Task item. Below is a block of entries; repeat all of it exactly but omit the pictures.

[Opening Records provided section]

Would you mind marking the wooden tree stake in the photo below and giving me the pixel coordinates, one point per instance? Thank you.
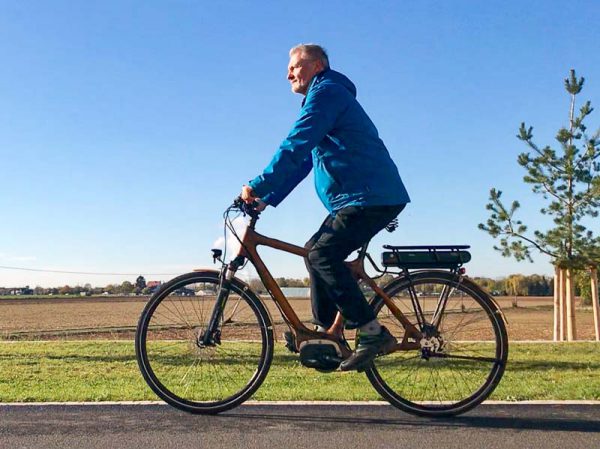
(595, 305)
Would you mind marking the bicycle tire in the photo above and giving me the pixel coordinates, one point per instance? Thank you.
(472, 358)
(196, 378)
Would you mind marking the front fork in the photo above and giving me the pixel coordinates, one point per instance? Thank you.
(212, 334)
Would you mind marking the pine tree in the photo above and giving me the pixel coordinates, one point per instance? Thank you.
(568, 179)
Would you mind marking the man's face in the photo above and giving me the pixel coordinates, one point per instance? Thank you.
(301, 72)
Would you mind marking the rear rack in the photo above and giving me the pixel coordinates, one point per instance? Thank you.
(414, 257)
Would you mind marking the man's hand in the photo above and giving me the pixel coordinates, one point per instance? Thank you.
(247, 194)
(248, 197)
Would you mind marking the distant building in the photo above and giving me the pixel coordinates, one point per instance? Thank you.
(16, 291)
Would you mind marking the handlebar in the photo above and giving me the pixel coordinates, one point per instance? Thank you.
(246, 208)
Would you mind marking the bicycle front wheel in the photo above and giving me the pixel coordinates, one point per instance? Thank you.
(458, 363)
(185, 372)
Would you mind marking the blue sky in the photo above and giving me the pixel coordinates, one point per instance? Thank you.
(126, 128)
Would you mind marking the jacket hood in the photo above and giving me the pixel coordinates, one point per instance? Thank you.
(331, 76)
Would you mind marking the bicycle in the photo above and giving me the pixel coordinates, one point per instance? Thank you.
(209, 352)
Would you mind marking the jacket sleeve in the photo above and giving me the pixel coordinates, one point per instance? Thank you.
(293, 161)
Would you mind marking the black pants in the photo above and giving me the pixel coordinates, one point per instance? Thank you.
(332, 286)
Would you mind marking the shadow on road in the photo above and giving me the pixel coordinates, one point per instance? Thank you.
(527, 420)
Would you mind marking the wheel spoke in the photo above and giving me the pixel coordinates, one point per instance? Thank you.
(192, 376)
(461, 358)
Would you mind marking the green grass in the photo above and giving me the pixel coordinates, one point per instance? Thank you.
(107, 371)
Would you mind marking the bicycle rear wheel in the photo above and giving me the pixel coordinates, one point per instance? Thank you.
(458, 365)
(188, 374)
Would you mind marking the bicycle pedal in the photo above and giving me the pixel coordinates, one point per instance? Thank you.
(290, 342)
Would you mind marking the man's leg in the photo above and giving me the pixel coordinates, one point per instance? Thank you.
(323, 306)
(349, 230)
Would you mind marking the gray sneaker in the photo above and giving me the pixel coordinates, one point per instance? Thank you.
(366, 350)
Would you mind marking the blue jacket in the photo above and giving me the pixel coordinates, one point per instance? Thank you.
(336, 137)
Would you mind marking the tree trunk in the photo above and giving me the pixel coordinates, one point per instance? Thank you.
(563, 305)
(557, 304)
(570, 290)
(595, 305)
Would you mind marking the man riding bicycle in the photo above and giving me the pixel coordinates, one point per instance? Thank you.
(355, 179)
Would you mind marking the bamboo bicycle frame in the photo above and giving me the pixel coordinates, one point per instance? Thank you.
(249, 243)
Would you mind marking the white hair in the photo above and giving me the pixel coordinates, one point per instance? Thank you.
(312, 51)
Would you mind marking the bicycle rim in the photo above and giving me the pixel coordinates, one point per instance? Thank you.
(467, 363)
(194, 377)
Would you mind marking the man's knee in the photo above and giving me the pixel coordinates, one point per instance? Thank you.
(319, 258)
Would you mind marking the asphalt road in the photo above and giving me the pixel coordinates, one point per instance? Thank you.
(297, 426)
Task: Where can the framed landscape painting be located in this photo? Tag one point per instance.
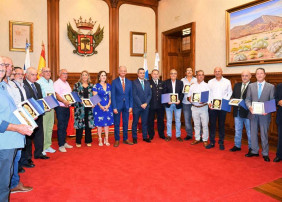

[Closing Records provided section]

Written answer.
Would you mind marking the wooden tree stake in the photo below and giving me the pixel coordinates, one point per instance? Thank you.
(595, 305)
Would you mind marking the bicycle tire in the photo above and giving me the pixel coordinates, one point per instance? Thank you.
(472, 358)
(196, 378)
Would you mind marking the front fork in the photo above and giving me the pixel coordinates, one point per instance? Thank you.
(212, 334)
Would you mind marking the pine tree in the photo above and giving me the pixel coordinates, one point per instance? Thank you.
(568, 179)
Would you mind marking the man's face in the photo above and giving me the pixel coordinates, one point per instance? Thank you.
(301, 72)
Would you mind marking the rear rack in the photo above and giving me the pixel coordinates, one point per instance? Thank you.
(414, 257)
Would you mind marking the man's hand in the photo above and giving me the pixel coordinates, one point per instance? Thank you.
(247, 194)
(248, 197)
Would you mind marking the distant building in the photo above and giving me the pixel coordinates, one point per instance? Thank you.
(16, 291)
Would you mind marking the handlebar in the photo above and giving me the pixel coordinates, one point per instance? Thank you.
(246, 208)
Would you mind marking the bicycle front wheel in the photo above and giving me the pixel coordinates, one point per instance? Thank you.
(458, 363)
(185, 372)
Would you mind marking the blue sky in the photo above and giving me the pixel coordinates, one point per instance? Thank you.
(126, 128)
Would you mind marking the jacket hood in the photo above and giving me the pixel coordinates, one point per instance? Thank you.
(331, 76)
Would you mind marking the bicycle in the photo above and giving me the pixel coordinates, one point per instance? Thank you.
(209, 352)
Would you mind marking the jacket sleeve in the photo above and giving me the pixel coordinates, one point per instance? Thank you.
(293, 161)
Would you mind marking the black pants in the photo above and giving me the pixel coordinates, one point per instance? Thank you.
(332, 286)
Would you mind marking the shadow on road in the photo above and giving me the pixel coordinates, one point per instance? Thank you.
(527, 420)
Would you mind marking the wheel spoke in the photo above and giving me the pixel coordinates, one point per instance? Thank you.
(192, 376)
(461, 358)
Would you mind marking the green grass in the photo above and giving me the pixel coordinates, one point per instance? Thank you.
(107, 371)
Would you mind marking the bicycle rear wheel in the photo above and giving me the pixel coordinates, one point per instance? Thank you.
(458, 365)
(188, 374)
Would you mind marking the bicycle pedal in the photo above and giving me the pixel coordinates, one point per instance? Thank you.
(290, 342)
Would you mind marking the man's leg in the photo above and giving me the pixel coordinates, one point per instance? Thank you.
(323, 306)
(349, 230)
Would you mind marking the gray sneaker in the photo above and giving me the pixel coordinates, one point per instance? Thank you.
(366, 350)
Would you mind marking the blue jacket in the photo above and giving me the pixel coordinates, one point per instance? Thank you.
(336, 137)
Would you mind marking the tree trunk in the photo above and giving me the pixel coordinates, one point per instance? Thank you.
(563, 305)
(557, 304)
(570, 290)
(595, 305)
Would you mind marking the man riding bicycle in the photo above and giving me the pixel coordinates, one point per instance? Thank you.
(355, 179)
Would you mind marking the bamboo bicycle frame in the photo above and giving me the pixel coordinates, one point per instance? Thank you.
(249, 243)
Would you mind marking the white hair in the photo above and giving me the pixel coordinates, one point per instance? Thank you.
(312, 51)
Would you mind marking the bicycle rim in the photo above and giving me the pixel coordinates, one point per instance? Thank you.
(467, 363)
(194, 377)
Would you mind marking the man's knee in the photo above and giving me the pixel coordinates, one point per instance? Thank you.
(319, 258)
Would you mind marking the asphalt road in the photo above and giving me the pixel coordinates, one point per instance? Thank you.
(297, 426)
Task: Where can the framed landscape painting be located in this photo? Tag one point per instance.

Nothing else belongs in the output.